Article
Note: This tool analyzes only the first digit of each number, not the entire number sequence.

Unique Features:

  • 🌍 International numeral support: English, Japanese (全角・漢数字), Chinese (中文数字), Hindi (हिन्दी अंक), Arabic (الأرقام العربية)
  • 📊 Multiple input formats (Microsoft Excel, Word, PowerPoint, PDF, etc.)
  • 🌐 Direct URL analysis with HTML parsing
  • 🔍 Fraud detection focus with risk level indicators

International Numeral Support

Supported Number Formats

1. Full-width Digits

echo "123456 789012" | benf

2. Kanji Numerals (Basic)

echo "一二三四五六七八九" | benf

3. Kanji Numerals (Positional)

Work required
Name every language listed under international numeral support in the text on the benf tool. The lines after the text are separate material with no connection to it.

Items

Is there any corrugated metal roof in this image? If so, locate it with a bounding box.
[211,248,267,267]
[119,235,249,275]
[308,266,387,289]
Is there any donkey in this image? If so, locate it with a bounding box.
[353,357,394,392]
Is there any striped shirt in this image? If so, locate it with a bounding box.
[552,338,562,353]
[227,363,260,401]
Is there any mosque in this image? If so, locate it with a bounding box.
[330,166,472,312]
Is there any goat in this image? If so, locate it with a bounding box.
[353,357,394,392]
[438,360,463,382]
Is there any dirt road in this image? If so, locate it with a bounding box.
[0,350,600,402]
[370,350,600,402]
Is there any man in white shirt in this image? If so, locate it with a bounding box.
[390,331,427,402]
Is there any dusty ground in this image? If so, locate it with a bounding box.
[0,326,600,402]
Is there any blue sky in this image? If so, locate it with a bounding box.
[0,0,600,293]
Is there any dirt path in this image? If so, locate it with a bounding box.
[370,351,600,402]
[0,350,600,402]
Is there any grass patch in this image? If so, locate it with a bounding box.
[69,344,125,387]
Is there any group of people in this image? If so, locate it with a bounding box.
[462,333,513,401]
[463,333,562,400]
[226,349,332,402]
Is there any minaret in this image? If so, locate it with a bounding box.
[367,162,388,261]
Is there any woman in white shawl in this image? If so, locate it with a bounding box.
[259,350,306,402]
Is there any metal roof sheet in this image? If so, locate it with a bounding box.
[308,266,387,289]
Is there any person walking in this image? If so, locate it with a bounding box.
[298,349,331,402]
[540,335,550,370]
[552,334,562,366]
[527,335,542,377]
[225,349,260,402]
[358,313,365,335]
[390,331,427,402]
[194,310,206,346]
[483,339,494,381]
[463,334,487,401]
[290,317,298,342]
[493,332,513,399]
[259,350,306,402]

Exercise response
English, Japanese, Chinese, Hindi, Arabic